- _TASK INSTRUCTIONS_
Copy every one of the rows below word for word, but leave out the pictures.

- _DATA TO USE_
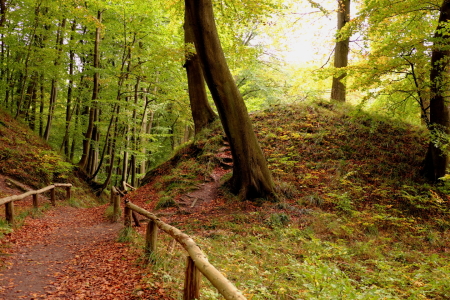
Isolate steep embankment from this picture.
[128,102,450,299]
[0,110,74,190]
[0,112,170,300]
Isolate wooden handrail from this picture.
[0,183,72,205]
[0,183,72,224]
[125,200,246,300]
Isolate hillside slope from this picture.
[0,110,73,188]
[128,102,450,299]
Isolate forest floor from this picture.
[0,177,172,300]
[0,102,450,300]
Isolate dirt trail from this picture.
[0,206,164,300]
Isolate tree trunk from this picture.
[331,0,350,102]
[78,11,102,170]
[423,0,450,182]
[184,8,217,134]
[185,0,274,199]
[0,0,6,27]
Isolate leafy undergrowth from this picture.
[125,102,450,299]
[0,110,73,188]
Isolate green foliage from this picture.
[117,226,137,243]
[0,218,13,239]
[266,213,290,228]
[155,196,177,209]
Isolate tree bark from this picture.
[185,0,274,199]
[0,0,6,27]
[78,11,102,170]
[331,0,350,102]
[423,0,450,182]
[184,8,217,134]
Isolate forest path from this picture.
[0,205,165,300]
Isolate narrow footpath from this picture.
[0,206,167,300]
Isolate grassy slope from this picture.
[0,109,96,238]
[0,110,73,188]
[127,102,450,299]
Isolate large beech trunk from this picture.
[185,0,274,199]
[331,0,350,102]
[424,0,450,182]
[184,9,217,134]
[78,11,102,171]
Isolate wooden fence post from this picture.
[113,193,120,222]
[50,188,56,206]
[5,201,14,224]
[66,186,72,200]
[183,256,201,300]
[145,220,158,262]
[123,206,132,227]
[33,194,39,209]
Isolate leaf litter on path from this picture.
[0,206,168,300]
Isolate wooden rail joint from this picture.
[124,200,246,300]
[0,183,72,224]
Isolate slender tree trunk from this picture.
[61,20,77,157]
[331,0,350,102]
[0,0,6,27]
[78,11,102,170]
[423,0,450,182]
[185,0,275,199]
[39,73,45,137]
[184,9,217,134]
[44,19,66,141]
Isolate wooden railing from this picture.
[124,201,246,300]
[0,183,72,224]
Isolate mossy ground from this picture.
[124,102,450,299]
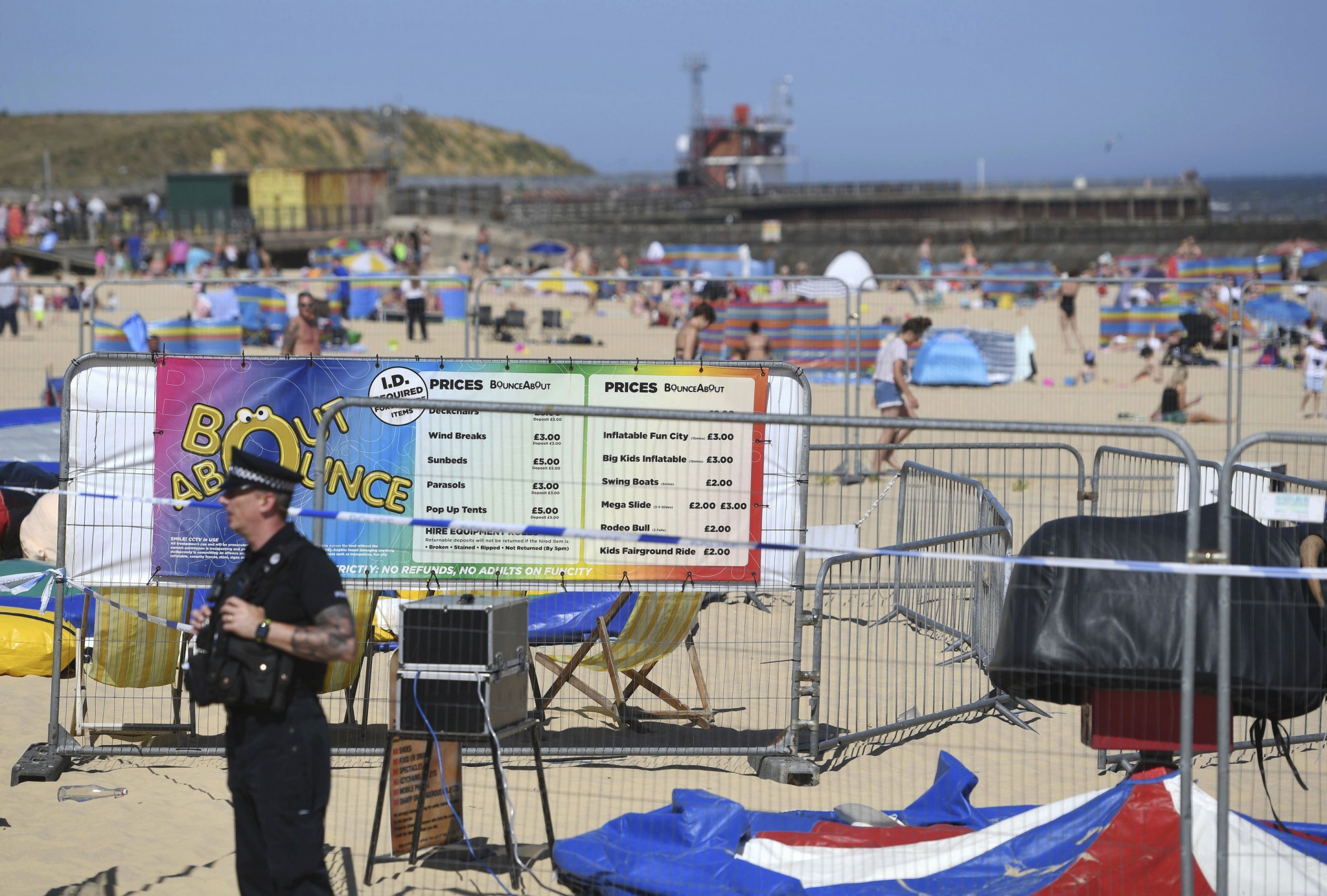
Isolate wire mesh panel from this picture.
[1092,446,1221,516]
[1201,433,1327,892]
[25,358,1258,892]
[814,462,1013,753]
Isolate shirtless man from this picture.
[673,301,715,361]
[742,320,770,361]
[281,292,323,354]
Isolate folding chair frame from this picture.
[531,591,714,729]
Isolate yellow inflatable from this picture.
[0,606,78,678]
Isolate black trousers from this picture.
[406,299,429,338]
[225,691,332,896]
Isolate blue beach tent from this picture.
[912,330,991,386]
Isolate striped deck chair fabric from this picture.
[319,588,375,695]
[559,591,703,672]
[86,586,189,687]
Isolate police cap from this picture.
[222,449,300,495]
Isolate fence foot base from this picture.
[9,743,71,787]
[747,757,820,787]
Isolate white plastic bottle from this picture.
[56,785,129,803]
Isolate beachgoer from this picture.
[475,224,489,271]
[1133,345,1161,382]
[870,317,930,472]
[400,268,429,343]
[332,253,351,325]
[0,259,19,336]
[244,227,263,276]
[673,301,717,361]
[1299,330,1327,417]
[190,449,356,896]
[281,292,323,354]
[1059,271,1087,352]
[125,234,143,275]
[1152,368,1226,424]
[742,320,770,361]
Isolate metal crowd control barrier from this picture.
[36,354,1229,887]
[811,461,1027,759]
[849,272,1226,447]
[466,273,861,438]
[808,442,1092,544]
[78,272,470,354]
[1216,433,1327,896]
[1090,444,1221,516]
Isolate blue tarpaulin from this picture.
[529,591,637,644]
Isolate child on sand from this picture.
[1299,330,1327,419]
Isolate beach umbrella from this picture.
[1245,296,1308,327]
[345,249,394,273]
[553,752,1327,896]
[792,277,847,299]
[1271,239,1322,255]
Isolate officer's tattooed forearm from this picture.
[291,604,354,662]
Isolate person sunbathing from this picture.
[1152,368,1226,424]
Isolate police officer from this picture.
[191,450,356,896]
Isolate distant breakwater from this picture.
[546,218,1327,273]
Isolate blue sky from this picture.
[0,0,1327,181]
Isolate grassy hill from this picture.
[0,109,592,190]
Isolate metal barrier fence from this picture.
[29,357,1252,886]
[811,461,1013,758]
[808,441,1090,555]
[78,272,470,357]
[466,273,861,427]
[1092,446,1221,516]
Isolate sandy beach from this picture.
[0,272,1327,896]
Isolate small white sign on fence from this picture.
[1258,491,1327,523]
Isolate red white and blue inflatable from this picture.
[553,753,1327,896]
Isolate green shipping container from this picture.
[166,174,248,229]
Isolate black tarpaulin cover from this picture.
[987,505,1327,719]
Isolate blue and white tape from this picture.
[16,486,1327,580]
[0,569,194,633]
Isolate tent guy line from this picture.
[16,486,1327,580]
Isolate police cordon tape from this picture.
[0,569,194,634]
[16,486,1327,580]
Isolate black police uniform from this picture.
[214,452,345,896]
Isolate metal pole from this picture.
[1216,430,1327,896]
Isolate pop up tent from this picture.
[912,329,992,386]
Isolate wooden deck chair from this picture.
[72,584,194,737]
[535,591,714,728]
[319,588,380,725]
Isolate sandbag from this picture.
[987,505,1327,719]
[19,491,60,563]
[0,606,78,678]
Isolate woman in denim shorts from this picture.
[872,317,930,472]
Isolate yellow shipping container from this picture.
[249,168,306,231]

- _TASK RESPONSE_
Isolate steep embankment from this picture.
[128,102,450,299]
[0,110,74,190]
[0,112,170,300]
Isolate wooden handrail from this picture.
[0,183,72,205]
[0,183,72,224]
[125,200,246,300]
Isolate hillside slope from this picture.
[0,110,73,188]
[128,102,450,299]
Isolate forest floor from this picture.
[0,177,172,300]
[0,102,450,300]
Isolate dirt trail from this picture.
[0,206,164,300]
Isolate tree trunk from this picture.
[331,0,350,102]
[78,11,102,170]
[423,0,450,182]
[184,8,217,134]
[185,0,274,199]
[0,0,6,27]
Isolate leafy undergrowth from this picture.
[125,102,450,299]
[0,110,73,188]
Isolate green foliage from this picture.
[117,226,137,243]
[0,218,13,239]
[266,213,290,228]
[155,196,177,209]
Isolate tree bark from this picture.
[185,0,274,199]
[0,0,6,27]
[78,11,102,170]
[331,0,350,102]
[423,0,450,182]
[184,8,217,134]
Isolate forest path from this picture.
[0,205,165,300]
Isolate narrow footpath from this picture.
[0,206,167,300]
Isolate grassy slope from this picture.
[0,109,96,238]
[0,110,73,188]
[127,102,450,299]
Isolate large beech trunk from this picture.
[185,0,274,199]
[331,0,350,102]
[424,0,450,182]
[184,9,217,134]
[78,11,102,171]
Isolate wooden fence post from this picture.
[113,193,120,222]
[50,188,56,206]
[5,201,14,224]
[66,186,72,200]
[183,256,201,300]
[145,220,158,262]
[123,206,132,227]
[33,194,39,209]
Isolate leaf litter on path from this picture.
[0,206,168,300]
Isolate wooden rail joint from this picture.
[124,200,246,300]
[0,183,72,224]
Isolate slender tree trunk from this picture.
[61,20,77,157]
[331,0,350,102]
[0,0,6,27]
[78,11,102,170]
[423,0,450,182]
[185,0,275,199]
[39,73,45,137]
[184,9,217,134]
[44,19,66,141]
Isolate wooden railing from this picture.
[124,201,246,300]
[0,183,72,224]
Isolate mossy ground from this picture.
[124,102,450,299]
Isolate wire mesh panel from this picture.
[1092,446,1221,516]
[1201,433,1327,892]
[25,358,1258,892]
[814,462,1013,753]
Isolate shirtless man from this picture.
[673,301,715,361]
[742,320,770,361]
[281,292,323,354]
Isolate folding chair frame from this picture.
[531,591,714,729]
Isolate yellow inflatable from this picture.
[0,606,78,678]
Isolate black trousers from this picture.
[406,299,429,338]
[225,691,332,896]
Isolate blue beach tent from this picture.
[912,330,991,386]
Isolate striped deck chair fabric from this picture.
[319,588,375,695]
[559,591,703,672]
[86,586,189,687]
Isolate police cap from this picture.
[222,449,300,495]
Isolate fence foot base from this picture.
[9,743,71,787]
[747,757,820,787]
Isolate white plastic bottle from this picture.
[56,785,129,803]
Isolate beachgoer from this picture.
[475,224,489,271]
[1133,345,1161,382]
[870,317,930,472]
[400,268,429,343]
[332,253,351,325]
[0,259,19,336]
[244,227,263,276]
[673,301,717,361]
[1299,330,1327,417]
[190,449,356,896]
[281,292,323,354]
[1059,271,1087,352]
[125,234,143,275]
[1152,368,1226,424]
[742,320,770,361]
Isolate metal crowd control barrier from this picture.
[36,354,1229,887]
[811,461,1027,759]
[849,272,1226,447]
[466,273,861,438]
[808,442,1092,544]
[78,272,470,354]
[1216,433,1327,896]
[1090,444,1221,516]
Isolate blue tarpaulin from this picture.
[529,591,637,644]
Isolate child on sand from this picture.
[1299,330,1327,419]
Isolate beach umbrella from this picture.
[1245,296,1308,327]
[345,249,394,273]
[553,752,1327,896]
[792,277,847,299]
[1271,239,1322,255]
Isolate officer's tattooed forearm from this picture.
[291,604,354,662]
Isolate person sunbathing from this picture.
[1152,368,1226,424]
Isolate police officer from this picture.
[191,450,356,896]
Isolate distant breakwater from this picture.
[546,218,1327,273]
Isolate blue sky from this picture.
[0,0,1327,181]
Isolate grassy hill from this picture.
[0,109,592,190]
Isolate metal barrier fence from this picture.
[29,357,1252,886]
[811,461,1013,758]
[808,441,1090,555]
[78,272,470,357]
[466,273,861,427]
[1092,446,1221,516]
Isolate sandy beach from this picture.
[0,272,1327,896]
Isolate small white sign on fence from this picture.
[1258,491,1327,523]
Isolate red white and blue inflatable from this picture.
[553,753,1327,896]
Isolate green shipping container from this picture.
[166,174,248,229]
Isolate black tarpaulin cover from this picture.
[987,505,1327,719]
Isolate blue and white tape from this picture.
[16,486,1327,580]
[0,569,194,633]
Isolate tent guy line from this picture.
[16,486,1327,580]
Isolate police cordon tape from this picture.
[0,569,194,634]
[16,486,1327,580]
Isolate black police uniform from this picture.
[214,452,345,896]
Isolate metal pole from this picture.
[1216,430,1327,896]
Isolate pop up tent from this picture.
[912,329,992,386]
Isolate wooden deck chair from this picture.
[72,584,194,737]
[535,591,714,728]
[319,588,380,725]
Isolate sandbag from this picture.
[987,505,1327,719]
[19,491,60,563]
[0,606,78,678]
Isolate woman in denim shorts from this picture.
[872,317,930,472]
Isolate yellow shipping container from this picture.
[249,168,306,231]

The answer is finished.